● **Supplied passage**:
-.-.-
Christian Bale has exactly the right demeanor for this role, going for internalized stoicism. Rather than pouring out Bruce’s pain and anger, Bale compacts it into a cold hard ball of steely-eyed determination. His buff appearance here a far cry from his previous performance in The Machinist, for which he lost sixty-five pounds to resemble a walking skeleton, Bale slips easily into the dual role of the billionaire socialite whose public persona of a spoiled drunken womanizer is as much a mask as the one he wears to fight criminals, and his menacing alter ego. Rather than simply being the body in the costume, he makes the part his own, and is equally convincing as Bruce Wayne and Batman, giving hands down the strongest yet portrayal of either. As of now, Bale is by far the best Bruce/Batman to appear onscreen.

He’s backed up by a solid supporting cast, perhaps the most pedigreed line-up ever assembled for a “comic book movie”—Michael Caine, Liam Neeson, Morgan Freeman, Gary Oldman—and there’s not the sense that anyone is phoning it in, as has sometimes been the case in the past when such “distinguished thespians” appeared in a comic book superhero movie (no one is pulling a Marlon Brando in Superman).  Liam Neeson is his usual authoritative self in a role that initially seems a typical Neeson mentor figure, but may come with a twist. Michael Caine and Morgan Freeman, whose presences are welcome in any movie, exude warmth and humor as two of Bruce’s more benevolent elders.  Gary Oldman, whose name in the credits of a Batman movie might make one expect to see him as a villain, is instead on the good guy team here as the low-key, mild-mannered Gordon, the Average Joe to Bale’s superhero; for an actor often associated with over-the-top bad guys, is it a stretch to simply be this thuddingly ordinary?  In smaller roles, we have Rutger Hauer as Mr. Earle, Thomas Wayne’s less civic-minded successor as chairman of Wayne Enterprises, and Ken Watanabe in basically a cameo as the mysterious, sinister Ra’s Al Ghul.  Cillian Murphy, best-known from the chiller 28 Days Later, is suitably creepy in limited screentime.  The lone source of hammy scenery-chewing is Tom Wilkinson, whose stereotypical mobster verges on cartoonish (the overdone accent doesn’t help), but he has even less screentime than Murphy.  The other slight casting/acting misstep is by Katie Holmes, who while not terrible in her role isn’t particularly convincing either, partly because she comes across like a lightweight, partly because she looks too young to be an Assistant District Attorney. Also problematic is the character itself; the filmmakers try to have her serve as Bruce’s conscience, but Alfred already fulfills this purpose more effectively, making Rachel a superfluous character (incidentally, Rachel is almost the only character of any significance in the movie who does not exist in the comics and was created specifically for the movie, in my opinion an unneeded invention and one of Nolan’s few missteps).  Rachel isn’t really a major drawback to the movie, but she’s not necessary and mildly annoying, and Holmes and Bale never “click” (fortunately, their low-key semi-romantic connection isn’t shoehorned into being a bigger part of the movie than it warrants).
-.-.-
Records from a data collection
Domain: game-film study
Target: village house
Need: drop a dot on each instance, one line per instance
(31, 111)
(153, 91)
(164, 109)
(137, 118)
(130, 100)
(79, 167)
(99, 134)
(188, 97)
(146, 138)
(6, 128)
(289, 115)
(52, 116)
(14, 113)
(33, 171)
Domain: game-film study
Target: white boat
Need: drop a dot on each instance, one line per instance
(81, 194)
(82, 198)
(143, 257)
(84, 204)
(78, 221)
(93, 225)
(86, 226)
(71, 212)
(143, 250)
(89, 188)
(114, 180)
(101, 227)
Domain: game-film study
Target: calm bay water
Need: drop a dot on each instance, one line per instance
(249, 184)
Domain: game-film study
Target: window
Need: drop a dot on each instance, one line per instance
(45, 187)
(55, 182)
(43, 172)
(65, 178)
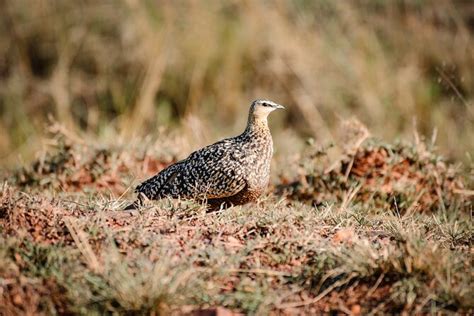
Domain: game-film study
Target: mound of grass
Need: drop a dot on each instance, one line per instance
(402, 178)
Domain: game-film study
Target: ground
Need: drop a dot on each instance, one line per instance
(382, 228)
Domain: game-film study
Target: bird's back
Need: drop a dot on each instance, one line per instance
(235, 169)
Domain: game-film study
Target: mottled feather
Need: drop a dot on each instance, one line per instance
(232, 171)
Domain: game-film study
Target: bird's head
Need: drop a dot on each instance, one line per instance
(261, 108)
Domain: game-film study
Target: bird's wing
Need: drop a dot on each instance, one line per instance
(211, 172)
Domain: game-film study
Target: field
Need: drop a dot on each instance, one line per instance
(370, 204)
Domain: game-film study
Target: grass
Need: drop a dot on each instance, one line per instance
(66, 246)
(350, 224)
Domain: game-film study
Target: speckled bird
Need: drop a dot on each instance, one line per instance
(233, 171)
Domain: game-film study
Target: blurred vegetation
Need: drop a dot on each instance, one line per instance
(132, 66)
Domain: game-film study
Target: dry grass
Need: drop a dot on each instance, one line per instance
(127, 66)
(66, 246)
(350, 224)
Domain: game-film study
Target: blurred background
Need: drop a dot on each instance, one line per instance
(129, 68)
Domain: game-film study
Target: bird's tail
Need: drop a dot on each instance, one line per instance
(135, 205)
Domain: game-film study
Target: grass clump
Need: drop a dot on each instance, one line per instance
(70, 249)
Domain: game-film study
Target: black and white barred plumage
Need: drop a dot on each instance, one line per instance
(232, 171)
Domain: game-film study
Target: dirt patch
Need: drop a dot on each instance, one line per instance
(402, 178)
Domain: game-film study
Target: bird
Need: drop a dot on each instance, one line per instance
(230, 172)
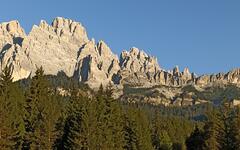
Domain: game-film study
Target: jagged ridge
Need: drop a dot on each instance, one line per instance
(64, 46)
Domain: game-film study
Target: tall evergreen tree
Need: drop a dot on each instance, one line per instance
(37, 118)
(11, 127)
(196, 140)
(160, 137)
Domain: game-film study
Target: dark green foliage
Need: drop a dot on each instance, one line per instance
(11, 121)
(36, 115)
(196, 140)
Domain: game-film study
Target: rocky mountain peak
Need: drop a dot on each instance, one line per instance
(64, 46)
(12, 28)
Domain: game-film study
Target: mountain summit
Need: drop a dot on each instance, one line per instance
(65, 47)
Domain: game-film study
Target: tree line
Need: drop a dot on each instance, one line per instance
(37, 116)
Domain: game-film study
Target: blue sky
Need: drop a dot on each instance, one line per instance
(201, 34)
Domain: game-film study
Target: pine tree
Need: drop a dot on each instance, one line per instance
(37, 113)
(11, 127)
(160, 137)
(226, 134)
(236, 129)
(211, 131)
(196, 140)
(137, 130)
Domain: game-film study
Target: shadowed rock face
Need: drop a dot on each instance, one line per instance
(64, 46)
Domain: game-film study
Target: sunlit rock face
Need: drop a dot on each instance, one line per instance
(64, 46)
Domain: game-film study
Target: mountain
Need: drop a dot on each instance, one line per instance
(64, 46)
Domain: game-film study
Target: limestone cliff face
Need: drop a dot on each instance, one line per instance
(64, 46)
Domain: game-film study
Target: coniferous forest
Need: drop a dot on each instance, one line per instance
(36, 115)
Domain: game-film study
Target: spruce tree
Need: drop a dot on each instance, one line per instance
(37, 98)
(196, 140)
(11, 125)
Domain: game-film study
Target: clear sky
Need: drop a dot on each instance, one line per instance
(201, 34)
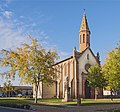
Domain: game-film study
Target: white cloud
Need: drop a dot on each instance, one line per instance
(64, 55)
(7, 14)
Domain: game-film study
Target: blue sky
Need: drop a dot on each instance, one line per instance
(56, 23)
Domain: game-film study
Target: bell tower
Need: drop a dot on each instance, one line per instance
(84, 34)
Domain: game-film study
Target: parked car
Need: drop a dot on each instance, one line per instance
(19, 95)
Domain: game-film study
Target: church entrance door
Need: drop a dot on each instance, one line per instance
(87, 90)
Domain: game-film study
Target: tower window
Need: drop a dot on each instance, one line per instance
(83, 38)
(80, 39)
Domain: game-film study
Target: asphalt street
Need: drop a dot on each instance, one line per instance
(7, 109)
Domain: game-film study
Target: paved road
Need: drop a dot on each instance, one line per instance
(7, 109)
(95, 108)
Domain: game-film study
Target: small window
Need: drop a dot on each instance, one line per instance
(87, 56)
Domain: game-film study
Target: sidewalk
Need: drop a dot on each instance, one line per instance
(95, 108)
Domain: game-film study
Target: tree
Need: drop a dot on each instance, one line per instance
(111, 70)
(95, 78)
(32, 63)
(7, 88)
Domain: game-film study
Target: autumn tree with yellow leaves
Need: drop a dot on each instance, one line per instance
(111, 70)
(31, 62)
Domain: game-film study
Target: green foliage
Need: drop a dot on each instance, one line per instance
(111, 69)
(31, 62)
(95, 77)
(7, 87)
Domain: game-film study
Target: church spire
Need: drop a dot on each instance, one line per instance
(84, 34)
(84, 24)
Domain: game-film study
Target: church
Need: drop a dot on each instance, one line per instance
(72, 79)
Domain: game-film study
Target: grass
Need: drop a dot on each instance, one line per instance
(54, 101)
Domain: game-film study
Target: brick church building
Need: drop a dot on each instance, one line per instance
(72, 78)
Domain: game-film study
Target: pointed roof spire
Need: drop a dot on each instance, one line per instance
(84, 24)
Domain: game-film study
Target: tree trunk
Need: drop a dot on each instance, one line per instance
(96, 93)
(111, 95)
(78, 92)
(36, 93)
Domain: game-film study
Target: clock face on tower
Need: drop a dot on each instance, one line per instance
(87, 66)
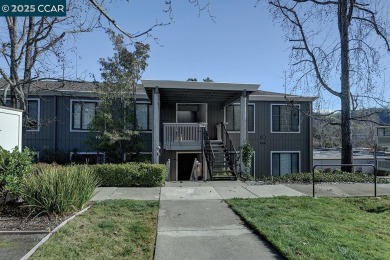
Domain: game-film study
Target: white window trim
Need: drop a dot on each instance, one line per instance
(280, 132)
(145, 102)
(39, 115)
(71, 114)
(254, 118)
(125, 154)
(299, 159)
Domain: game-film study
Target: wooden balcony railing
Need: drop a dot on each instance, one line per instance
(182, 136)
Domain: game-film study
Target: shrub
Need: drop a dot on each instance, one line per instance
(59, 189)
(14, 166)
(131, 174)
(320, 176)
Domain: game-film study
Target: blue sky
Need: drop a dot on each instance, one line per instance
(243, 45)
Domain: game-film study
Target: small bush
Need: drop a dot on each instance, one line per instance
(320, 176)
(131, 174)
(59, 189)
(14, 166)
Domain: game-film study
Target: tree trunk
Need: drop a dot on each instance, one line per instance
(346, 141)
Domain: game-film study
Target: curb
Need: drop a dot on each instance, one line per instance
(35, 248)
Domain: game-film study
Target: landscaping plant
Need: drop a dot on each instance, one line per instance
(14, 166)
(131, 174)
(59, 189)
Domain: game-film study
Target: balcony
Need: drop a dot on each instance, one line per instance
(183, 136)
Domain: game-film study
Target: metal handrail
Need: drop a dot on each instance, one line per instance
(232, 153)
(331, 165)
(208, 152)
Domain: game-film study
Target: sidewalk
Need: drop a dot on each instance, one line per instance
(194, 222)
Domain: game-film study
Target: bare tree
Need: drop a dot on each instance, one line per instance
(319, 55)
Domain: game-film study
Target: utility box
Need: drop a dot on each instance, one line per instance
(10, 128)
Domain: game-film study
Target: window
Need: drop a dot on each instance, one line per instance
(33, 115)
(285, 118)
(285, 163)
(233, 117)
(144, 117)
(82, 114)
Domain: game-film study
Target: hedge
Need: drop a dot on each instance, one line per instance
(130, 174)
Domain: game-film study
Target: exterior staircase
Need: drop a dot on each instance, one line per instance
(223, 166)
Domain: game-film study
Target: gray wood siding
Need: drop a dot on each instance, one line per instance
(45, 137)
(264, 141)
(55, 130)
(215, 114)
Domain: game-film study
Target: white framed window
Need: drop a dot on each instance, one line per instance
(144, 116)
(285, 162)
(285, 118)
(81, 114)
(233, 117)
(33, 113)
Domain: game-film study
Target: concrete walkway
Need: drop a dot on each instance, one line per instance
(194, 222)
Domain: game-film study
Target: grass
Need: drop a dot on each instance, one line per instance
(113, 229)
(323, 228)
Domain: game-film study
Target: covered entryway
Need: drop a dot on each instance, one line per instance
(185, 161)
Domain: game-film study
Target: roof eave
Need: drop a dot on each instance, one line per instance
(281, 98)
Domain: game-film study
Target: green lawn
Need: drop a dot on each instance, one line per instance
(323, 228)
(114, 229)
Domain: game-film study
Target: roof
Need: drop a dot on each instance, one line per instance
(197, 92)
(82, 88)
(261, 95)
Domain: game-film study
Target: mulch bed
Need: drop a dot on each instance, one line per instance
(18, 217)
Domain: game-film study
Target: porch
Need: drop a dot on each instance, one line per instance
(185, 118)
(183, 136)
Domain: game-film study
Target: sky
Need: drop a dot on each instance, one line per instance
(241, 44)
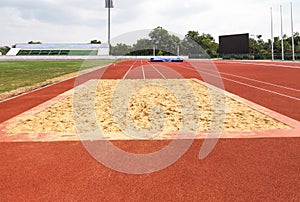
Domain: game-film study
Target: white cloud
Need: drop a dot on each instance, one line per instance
-.-.-
● **Problem 1**: According to the review, how many pounds did Bale lose for his role in The Machinist?
● **Problem 2**: Transcribe everything in the review from "Christian Bale has" down to "to appear onscreen.".
Rely only on the review for the answers.

● **Exercise answer 1**: Sixty-five pounds.

● **Exercise answer 2**:
Christian Bale has exactly the right demeanor for this role, going for internalized stoicism. Rather than pouring out Bruce’s pain and anger, Bale compacts it into a cold hard ball of steely-eyed determination. His buff appearance here a far cry from his previous performance in The Machinist, for which he lost sixty-five pounds to resemble a walking skeleton, Bale slips easily into the dual role of the billionaire socialite whose public persona of a spoiled drunken womanizer is as much a mask as the one he wears to fight criminals, and his menacing alter ego. Rather than simply being the body in the costume, he makes the part his own, and is equally convincing as Bruce Wayne and Batman, giving hands down the strongest yet portrayal of either. As of now, Bale is by far the best Bruce/Batman to appear onscreen.